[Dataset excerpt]
— Begin —

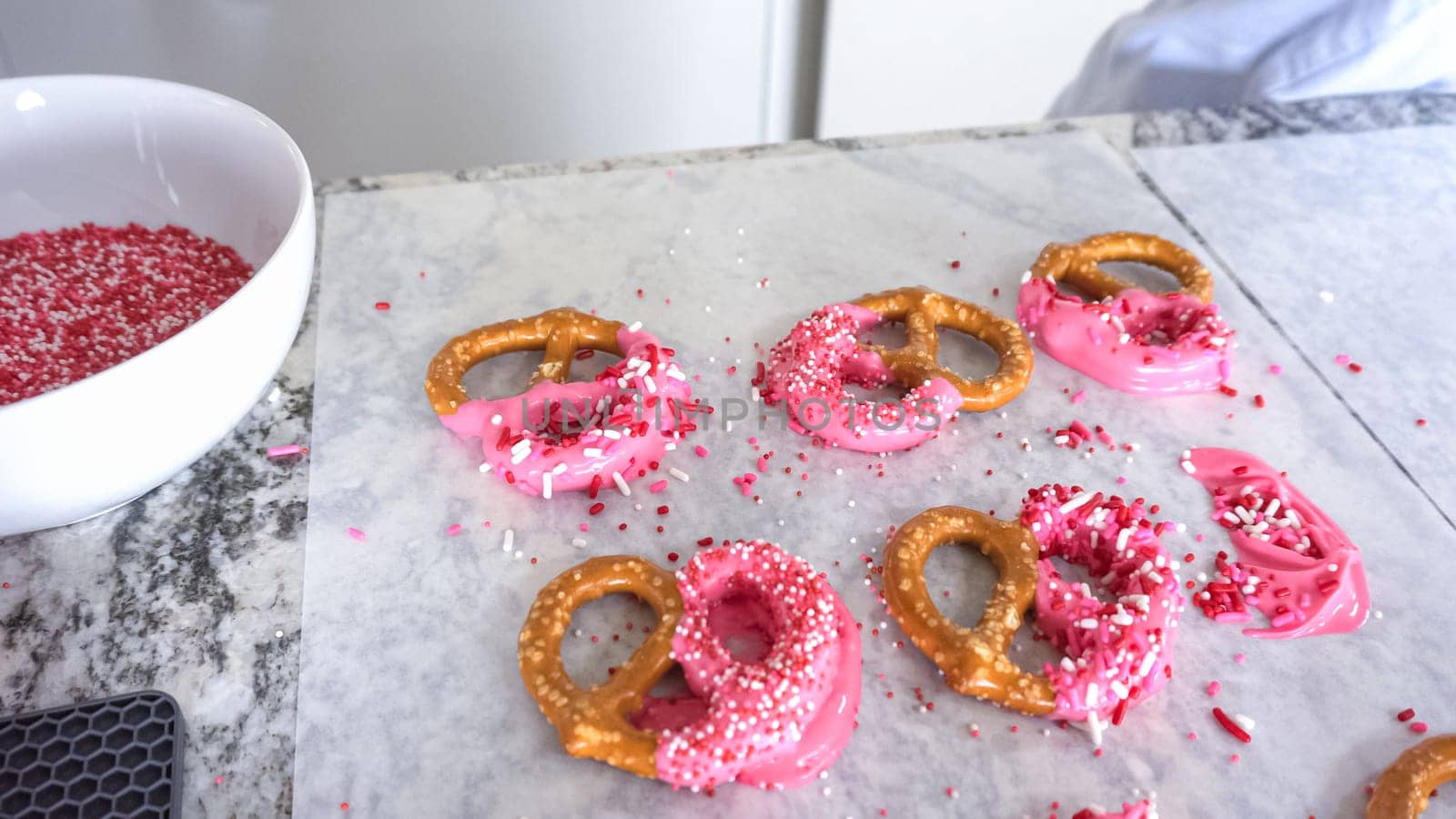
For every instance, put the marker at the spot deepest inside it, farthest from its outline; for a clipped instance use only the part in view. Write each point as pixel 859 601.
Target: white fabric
pixel 1188 53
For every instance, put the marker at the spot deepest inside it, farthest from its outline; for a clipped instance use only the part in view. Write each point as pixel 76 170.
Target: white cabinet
pixel 371 86
pixel 922 65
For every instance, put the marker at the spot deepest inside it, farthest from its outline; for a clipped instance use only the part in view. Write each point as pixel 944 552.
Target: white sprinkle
pixel 1075 503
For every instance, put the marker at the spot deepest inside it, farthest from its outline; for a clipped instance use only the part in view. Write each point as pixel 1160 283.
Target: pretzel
pixel 1405 787
pixel 1126 337
pixel 924 310
pixel 973 659
pixel 560 334
pixel 594 723
pixel 626 416
pixel 774 723
pixel 810 368
pixel 1114 653
pixel 1077 264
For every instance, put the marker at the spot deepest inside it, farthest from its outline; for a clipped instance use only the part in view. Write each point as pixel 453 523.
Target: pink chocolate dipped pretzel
pixel 565 435
pixel 1126 337
pixel 775 720
pixel 1117 652
pixel 812 369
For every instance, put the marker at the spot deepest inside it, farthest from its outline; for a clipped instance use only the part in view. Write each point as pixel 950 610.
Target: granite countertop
pixel 196 589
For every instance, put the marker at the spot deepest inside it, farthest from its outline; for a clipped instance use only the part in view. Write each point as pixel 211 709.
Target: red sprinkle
pixel 77 300
pixel 1230 726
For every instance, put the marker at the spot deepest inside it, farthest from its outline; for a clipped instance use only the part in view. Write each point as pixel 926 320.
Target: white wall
pixel 924 65
pixel 373 86
pixel 370 86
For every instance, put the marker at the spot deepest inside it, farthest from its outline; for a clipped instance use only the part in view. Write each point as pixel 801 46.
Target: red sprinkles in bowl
pixel 77 300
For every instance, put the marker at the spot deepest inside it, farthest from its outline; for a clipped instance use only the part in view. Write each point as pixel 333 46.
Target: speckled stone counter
pixel 197 588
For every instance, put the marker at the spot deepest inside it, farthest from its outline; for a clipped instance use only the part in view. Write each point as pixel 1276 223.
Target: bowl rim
pixel 305 196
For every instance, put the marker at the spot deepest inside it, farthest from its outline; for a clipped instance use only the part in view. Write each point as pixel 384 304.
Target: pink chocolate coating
pixel 1130 811
pixel 808 372
pixel 1309 577
pixel 625 433
pixel 774 722
pixel 1116 651
pixel 1136 341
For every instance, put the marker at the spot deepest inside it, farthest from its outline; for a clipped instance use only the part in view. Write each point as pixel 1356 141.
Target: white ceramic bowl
pixel 123 149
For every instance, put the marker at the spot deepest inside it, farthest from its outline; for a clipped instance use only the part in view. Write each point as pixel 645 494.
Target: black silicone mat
pixel 113 756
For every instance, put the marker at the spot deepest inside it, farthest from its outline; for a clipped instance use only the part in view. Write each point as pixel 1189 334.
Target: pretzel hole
pixel 966 354
pixel 589 363
pixel 608 620
pixel 970 577
pixel 1143 276
pixel 669 704
pixel 960 581
pixel 743 622
pixel 1077 573
pixel 501 376
pixel 887 334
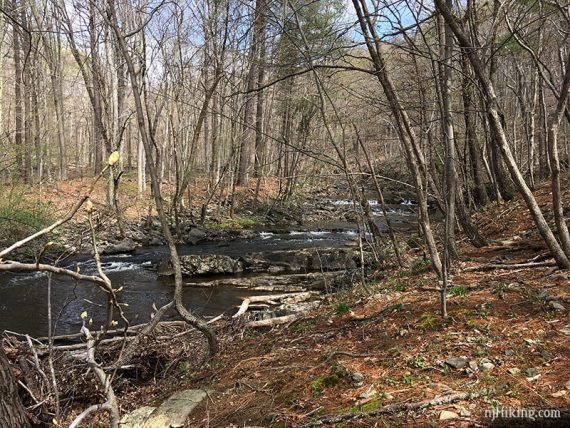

— End —

To be done → Locate each line in the dataset excerpt above that contains the string "pink", and copy those lines out in full. The match is case-sensitive.

Solution →
Target: pink chocolate dipped pretzel
Target: pink chocolate coating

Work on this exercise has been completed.